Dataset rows

--- begin ---

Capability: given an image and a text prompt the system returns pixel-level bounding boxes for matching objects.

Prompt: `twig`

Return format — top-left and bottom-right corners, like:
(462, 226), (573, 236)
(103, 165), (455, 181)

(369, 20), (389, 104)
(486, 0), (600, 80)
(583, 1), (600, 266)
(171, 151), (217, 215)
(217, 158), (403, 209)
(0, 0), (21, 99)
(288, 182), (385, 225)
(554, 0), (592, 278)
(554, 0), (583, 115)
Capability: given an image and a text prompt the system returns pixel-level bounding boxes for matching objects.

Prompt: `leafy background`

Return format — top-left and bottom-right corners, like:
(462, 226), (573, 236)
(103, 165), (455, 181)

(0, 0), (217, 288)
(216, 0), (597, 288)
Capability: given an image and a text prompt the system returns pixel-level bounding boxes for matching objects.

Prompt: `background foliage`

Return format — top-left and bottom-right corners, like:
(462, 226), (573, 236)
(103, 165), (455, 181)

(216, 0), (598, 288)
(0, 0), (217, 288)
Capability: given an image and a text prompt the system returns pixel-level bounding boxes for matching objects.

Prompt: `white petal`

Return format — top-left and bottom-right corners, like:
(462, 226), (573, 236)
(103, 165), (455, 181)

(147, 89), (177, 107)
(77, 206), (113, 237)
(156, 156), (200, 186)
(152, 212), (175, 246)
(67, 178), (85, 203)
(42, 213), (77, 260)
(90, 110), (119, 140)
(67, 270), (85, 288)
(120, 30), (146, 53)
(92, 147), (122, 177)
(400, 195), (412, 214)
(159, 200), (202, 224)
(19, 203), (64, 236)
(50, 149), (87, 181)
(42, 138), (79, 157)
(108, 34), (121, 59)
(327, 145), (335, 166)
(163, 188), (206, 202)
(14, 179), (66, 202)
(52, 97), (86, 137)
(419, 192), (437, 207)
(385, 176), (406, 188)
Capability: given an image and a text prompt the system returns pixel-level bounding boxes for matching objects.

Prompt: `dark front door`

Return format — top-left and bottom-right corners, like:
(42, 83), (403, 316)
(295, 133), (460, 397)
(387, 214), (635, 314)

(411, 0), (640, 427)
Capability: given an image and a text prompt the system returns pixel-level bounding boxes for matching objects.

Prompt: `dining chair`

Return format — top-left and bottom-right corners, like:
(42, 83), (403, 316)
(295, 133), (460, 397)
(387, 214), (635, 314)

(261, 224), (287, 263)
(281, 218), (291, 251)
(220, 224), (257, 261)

--- end ---

| Exercise prompt |
Convert the entries above into a Markdown table with the columns Row and Line, numbering each line and omitting blank lines.

| Solution below |
| Row | Line |
|---|---|
| 1 | Capability: given an image and a text prompt the system returns pixel-level bounding boxes for matching objects. |
| 2 | Prompt: `twig` |
| 3 | Return format — top-left and bottom-right corners, like: |
| 4 | (462, 226), (573, 236) |
| 5 | (103, 165), (455, 181) |
| 6 | (369, 20), (389, 104) |
| 7 | (486, 0), (600, 80) |
| 8 | (583, 1), (600, 266) |
| 9 | (171, 151), (217, 215) |
| 10 | (217, 158), (403, 209) |
| 11 | (0, 0), (21, 99) |
| 12 | (288, 182), (385, 225) |
| 13 | (554, 0), (592, 278) |
| 14 | (554, 0), (583, 115) |
| 15 | Capability: given an image and a text prompt the system returns pixel-level bounding boxes for matching objects. |
| 16 | Prompt: `leafy background` |
| 17 | Return format — top-left and bottom-right corners, like: |
| 18 | (462, 226), (573, 236) |
| 19 | (103, 165), (455, 181) |
| 20 | (0, 0), (217, 288) |
| 21 | (216, 0), (597, 288) |
| 22 | Capability: given an image and a text prompt the system returns pixel-level bounding boxes for matching objects. |
| 23 | Prompt: `background foliage` |
| 24 | Return format — top-left and bottom-right corners, like: |
| 25 | (462, 226), (573, 236) |
| 26 | (103, 165), (455, 181) |
| 27 | (216, 0), (598, 288) |
| 28 | (0, 0), (217, 288) |
| 29 | Capability: given an image and a text prompt the system returns pixel-level bounding boxes for matching objects. |
| 30 | Prompt: `white petal` |
| 31 | Return format — top-left and bottom-right corners, like: |
| 32 | (462, 226), (573, 236) |
| 33 | (103, 165), (455, 181) |
| 34 | (147, 89), (177, 107) |
| 35 | (77, 206), (113, 237) |
| 36 | (156, 156), (200, 186) |
| 37 | (152, 212), (175, 246) |
| 38 | (67, 178), (85, 203) |
| 39 | (42, 213), (77, 260) |
| 40 | (90, 110), (119, 140) |
| 41 | (67, 270), (85, 288) |
| 42 | (120, 30), (146, 53) |
| 43 | (92, 147), (122, 177) |
| 44 | (400, 195), (412, 214) |
| 45 | (159, 200), (202, 224) |
| 46 | (19, 203), (64, 236) |
| 47 | (50, 149), (87, 181) |
| 48 | (42, 138), (79, 157) |
| 49 | (108, 34), (121, 59) |
| 50 | (327, 145), (335, 166) |
| 51 | (163, 188), (206, 202) |
| 52 | (14, 179), (66, 202) |
| 53 | (52, 97), (86, 137) |
| 54 | (419, 192), (437, 207) |
| 55 | (385, 176), (406, 188) |
| 56 | Capability: given an image and a text prompt the system returns pixel-level bounding boxes for matching objects. |
| 57 | Prompt: `dark front door` |
| 58 | Return format — top-left and bottom-right corners, like: |
| 59 | (42, 83), (403, 316) |
| 60 | (295, 133), (460, 397) |
| 61 | (387, 214), (635, 314) |
| 62 | (411, 0), (640, 427) |
| 63 | Capability: given an image and a text prompt the system returns pixel-level bounding boxes for matching objects. |
| 64 | Prompt: `dining chair` |
| 65 | Return format — top-left and bottom-right corners, like: |
| 66 | (42, 83), (403, 316) |
| 67 | (295, 133), (460, 397) |
| 68 | (387, 214), (635, 314) |
| 69 | (261, 224), (287, 263) |
| 70 | (281, 218), (291, 251) |
| 71 | (220, 224), (257, 261) |